| Action item |
For the string "pink", state how many lines of the data hold it. Give nothing besides the number.

| Free-text object descriptions |
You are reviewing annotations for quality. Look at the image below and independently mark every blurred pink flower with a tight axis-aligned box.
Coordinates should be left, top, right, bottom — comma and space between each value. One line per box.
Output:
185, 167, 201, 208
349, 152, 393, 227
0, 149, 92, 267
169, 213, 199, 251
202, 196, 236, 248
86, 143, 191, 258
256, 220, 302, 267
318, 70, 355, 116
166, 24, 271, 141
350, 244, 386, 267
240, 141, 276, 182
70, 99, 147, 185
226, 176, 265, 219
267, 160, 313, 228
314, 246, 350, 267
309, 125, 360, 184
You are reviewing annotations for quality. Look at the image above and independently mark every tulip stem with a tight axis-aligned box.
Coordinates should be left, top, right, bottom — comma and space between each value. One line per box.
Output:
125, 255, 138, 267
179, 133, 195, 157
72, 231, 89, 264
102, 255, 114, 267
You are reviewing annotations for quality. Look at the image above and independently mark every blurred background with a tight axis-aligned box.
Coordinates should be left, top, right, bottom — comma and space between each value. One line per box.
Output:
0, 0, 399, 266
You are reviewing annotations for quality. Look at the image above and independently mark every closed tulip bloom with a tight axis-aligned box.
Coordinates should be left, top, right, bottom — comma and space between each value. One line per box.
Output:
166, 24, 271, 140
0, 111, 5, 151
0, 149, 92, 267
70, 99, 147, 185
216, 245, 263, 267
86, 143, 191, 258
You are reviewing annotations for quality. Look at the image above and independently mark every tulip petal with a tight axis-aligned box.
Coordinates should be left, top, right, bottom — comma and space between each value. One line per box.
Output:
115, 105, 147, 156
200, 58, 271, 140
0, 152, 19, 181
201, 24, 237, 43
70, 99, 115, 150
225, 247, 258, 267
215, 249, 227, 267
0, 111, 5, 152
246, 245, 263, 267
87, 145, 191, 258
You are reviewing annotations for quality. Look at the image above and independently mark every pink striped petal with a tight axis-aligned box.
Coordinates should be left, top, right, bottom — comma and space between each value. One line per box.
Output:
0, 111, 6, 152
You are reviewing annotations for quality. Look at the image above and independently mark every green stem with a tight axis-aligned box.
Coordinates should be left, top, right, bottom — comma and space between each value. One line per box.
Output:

| Task response |
2